▸ **Text to read**:
In this research, we aim to examine the effectiveness of various distance measures in identifying the similarity between movie networks and categorizing movies based on their genres. To conduct this investigation, we handpicked at least three movies from each of the following genres: horror, sci-fi, romance, and comedy. Since extracting the multilayer network from each movie script requires manual intervention, which takes much time, we limited our selection to only 15 movies presented in Table 2. To obtain movie scripts, we referred to the IMSDb database through the website at https://imsdb.com/.
To support our study, we had to compare our approach’s outputs with ground truth data, which consist of movies ranked according to their similarities. As far as we know, no pre-existing ground truth data exist that classifies movies based on their similarity. Therefore, we had to build our ground truth data. To achieve this, we surveyed 100 participants, asking them to rank the similarity between different pairs of movies on a scale of 0 (indicating less similarity) to 10 (indicating high similarity). Table 3 shows the collected survey data, presenting the order of similarity for each pair of movies.
Figure A1, Figure A2 and Figure A3 illustrate movie networks, where every figure depicts a character, keyword, or location entity across various movie genres (sci-fi, romance, horror, and comedy). Figure A1 enables the visualization of similarities between characters within the same genre and dissimilarities between character networks belonging to different categories. The movie networks presented in Figure A1, Figure A2 and Figure A3 were generated using Gephi software. For illustration, we provide movie stories in Appendix A.1.
Overall, movie network visualizations, movie stories, and survey data serve as a robust foundation for our research, leading to significant insights and valuable contributions to the field of movie analysis. Indeed, researchers can rely on the ground truth data collected in Table 3 to analyze similarities among movies and turn to the movie networks illustrated in Figure A1, Figure A2 and Figure A3 for visual comparisons.

▸ **Stated goal 1**:
Rescale the rows starting at the line containing "Reviewer check: make sure each instance of the black" and ending at the last row, both ends included. Repeat every line there, requests unchanged, but multiply each answer coordinate by 2.4 and round to a whole number, halves up, giving only those lines.
The text and the rows come from unrelated sources.

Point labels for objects

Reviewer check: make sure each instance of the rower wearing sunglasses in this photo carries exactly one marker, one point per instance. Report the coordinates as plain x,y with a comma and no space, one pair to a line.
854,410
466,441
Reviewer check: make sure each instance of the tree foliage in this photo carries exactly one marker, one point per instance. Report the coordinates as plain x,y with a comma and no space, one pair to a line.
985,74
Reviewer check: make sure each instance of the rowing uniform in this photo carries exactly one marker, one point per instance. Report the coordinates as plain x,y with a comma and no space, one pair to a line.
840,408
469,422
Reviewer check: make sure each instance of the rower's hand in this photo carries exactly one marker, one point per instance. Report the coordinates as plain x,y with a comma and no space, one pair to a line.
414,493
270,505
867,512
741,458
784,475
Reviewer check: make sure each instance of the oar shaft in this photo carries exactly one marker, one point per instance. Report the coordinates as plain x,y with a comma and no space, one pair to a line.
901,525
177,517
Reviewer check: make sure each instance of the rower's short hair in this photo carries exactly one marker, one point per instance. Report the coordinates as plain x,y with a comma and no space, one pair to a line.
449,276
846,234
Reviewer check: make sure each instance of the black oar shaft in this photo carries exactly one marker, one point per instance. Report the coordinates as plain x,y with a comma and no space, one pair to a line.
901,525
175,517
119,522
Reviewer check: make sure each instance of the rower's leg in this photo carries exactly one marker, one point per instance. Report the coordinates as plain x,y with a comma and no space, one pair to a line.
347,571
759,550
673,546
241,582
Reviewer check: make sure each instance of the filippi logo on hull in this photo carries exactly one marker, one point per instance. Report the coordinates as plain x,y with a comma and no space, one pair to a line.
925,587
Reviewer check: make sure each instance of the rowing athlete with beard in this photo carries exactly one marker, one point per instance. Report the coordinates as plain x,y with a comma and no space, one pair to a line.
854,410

▸ **Stated goal 2**:
Copy the passage on movie networks word for word, starting at "Figure A1, Figure A2 and Figure A3 illustrate" and ending at "in Appendix A.1.".

▸ **Written reply 1**:
Reviewer check: make sure each instance of the black oar shaft in this photo carries exactly one marker, one point per instance. Report the coordinates as plain x,y with a comma and no space, one pair to a line.
2162,1260
420,1241
286,1253
Reviewer check: make sure each instance of the rower's leg in this photo carries exactly one marker, one point per instance. Report the coordinates as plain x,y with a comma and no space, one pair to a line.
833,1370
1822,1320
1615,1310
578,1397
Reviewer check: make sure each instance of the filippi logo on hull in this photo carries exactly one marker, one point per instance. Report the coordinates as plain x,y with a comma and no space, one pair to a line.
2220,1409
Reviewer check: make sure each instance of the rowing athlete with beard in this photo carries exactly one marker, one point per instance. Report the coordinates as plain x,y with a comma and no space, one pair to a line.
2050,984

▸ **Written reply 2**:
Figure A1, Figure A2 and Figure A3 illustrate movie networks, where every figure depicts a character, keyword, or location entity across various movie genres (sci-fi, romance, horror, and comedy). Figure A1 enables the visualization of similarities between characters within the same genre and dissimilarities between character networks belonging to different categories. The movie networks presented in Figure A1, Figure A2 and Figure A3 were generated using Gephi software. For illustration, we provide movie stories in Appendix A.1.